[EXTRACT PROVIDED — start]

Open http://localhost:3000 to use the simulator.

Target modes

braintrust-sim supports two ways to connect to your agent.

API mode

Send messages directly to your agent's HTTP endpoint. Your agent should accept POST requests:

{
  "messages": [
    { "role": "user", "content": "Hello, I need help..." },
    { "role": "assistant", "content": "Hi! How can I help?" }
  ]
}

And respond with one of these formats:

{ "choices": [{ "message": { "content": "Response text" } }] }
{ "message": "Response text" }
{ "content": "Response text" }
{ "response": "Response text" }
{ "text": "Response text" }
{ "output": "Response text" }

In API mode, braintrust-sim runs the simulation loop itself: generating user messages, calling your agent, checking goal achievement, and logging results to Braintrust.

Remote eval mode

Connect to a Braintrust eval dev server. This is the recommended mode for agents that already have an eval file.

1. Write an eval file

Create an eval file that defines your agent's task and scorers. The simulator sends input (persona + goal) and parameters (settings) to your eval:

// evals/my-agent.eval.ts
import { Eval } from "braintrust";
import { myAgent } from "../lib/my-agent";

Eval("my-project", {
  data: () => [],  // data is injected by the simulator at runtime
  task: async (input, hooks) => {
    const persona = input.persona;
    const goal = input.goal;
    const params = hooks.metadata?.parameters ?? {};

    // Run your simulation loop
    const conversation = await runConversation(myAgent, persona, goal, params);
    return { conversation };
  },
  scores: [
    // Your custom scorers — these are auto-detected by the simulator UI
    myGoalChecker,
    myQualityScorer,
  ],
});

2. Start the dev server

npx braintrust eval --dev evals/my-agent.eval.ts

This starts a dev server (default port 8300) that exposes /list and /eval endpoints.

[EXTRACT PROVIDED — finish]

EXERCISE TASKS:
**A.** From the braintrust-sim extract, list every response format an agent may return in API mode.
**B.** Using the braintrust-sim extract, answer each question:
(i) Which address should be opened to use the simulator?
(ii) Which mode is recommended for agents that already have an eval file?
(iii) What is the default port of the dev server?
**C.** Extend the braintrust-sim extract, picking up after its final sentence.

[PROVIDED MATERIAL — start]

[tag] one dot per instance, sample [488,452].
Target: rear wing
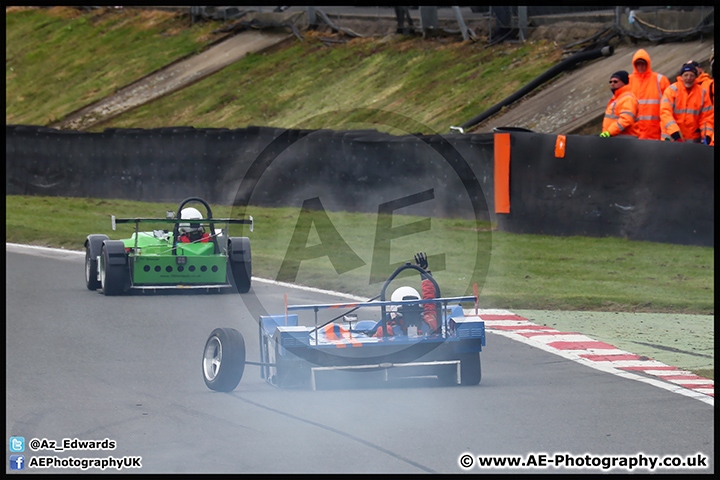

[PROVIDED MATERIAL — finish]

ANSWERS FOR THE EXERCISE:
**A.**
{ "choices": [{ "message": { "content": "Response text" } }] }
{ "message": "Response text" }
{ "content": "Response text" }
{ "response": "Response text" }
{ "text": "Response text" }
{ "output": "Response text" }

**B.**
(i) http://localhost:3000
(ii) Remote eval mode
(iii) 8300

**C.**
3. Configure in braintrust-sim

Select Remote eval as the target type
Enter the dev server URL (e.g., http://localhost:8300)
Click Discover to detect available evaluators and their scorers
Select your evaluator from the dropdown
Organization name is auto-detected from your Braintrust account

How remote eval works

braintrust-sim                    eval dev server
     │                                  │
     │  POST /eval                      │
     │  { name, data, parameters,       │
     │    experiment_name, stream }      │
     │ ──────────────────────────────>   │
     │                                  │  runs task() for each data row
     │  SSE: event: progress            │  with persona/goal from input
     │  SSE: event: result              │
     │  SSE: event: done                │
     │ <──────────────────────────────   │
     │                                  │

All data rows are sent in a single /eval request so they land in one experiment.

Simulation profiles

Manual mode (matrix)

Add personas and goals separately. The simulator runs every combination:

3 personas x 2 goals = 6 simulation runs

Dataset mode (paired)

Extract persona/goal pairs from a Braintrust dataset containing production conversations. Each conversation produces one paired simulation run.

Supported dataset formats

The extraction supports many common conversation formats:

Format	Example
Messages array	`input: [{ role: "user", content: "..." }, ...]`
Nested messages	`input: { messages: [...] }`
Conversation key	`input: { conversation: [...] }`
Chat/turns/history keys	`input: { chat: [...] }`, `input: { turns: [...] }`
Text field instead of content	`{ role: "user", text: "..." }`
Input/output string pairs	`input: "question"`, `output: "answer"`

Extraction workflow

Switch to the From dataset tab in the profiles section
Select a dataset from the dropdown
Click Extract profiles — an LLM analyzes each conversation to extract:
- Persona (personality type, communication style)
- Goal (what the user was trying to accomplish, success criteria)
Review and edit the extracted profiles
Run the simulation — each profile produces one simulation run

Scorers

API mode

Select from built-in scorers (Factuality, Helpfulness, Relevance, Coherence) or online scorers configured in your Braintrust project.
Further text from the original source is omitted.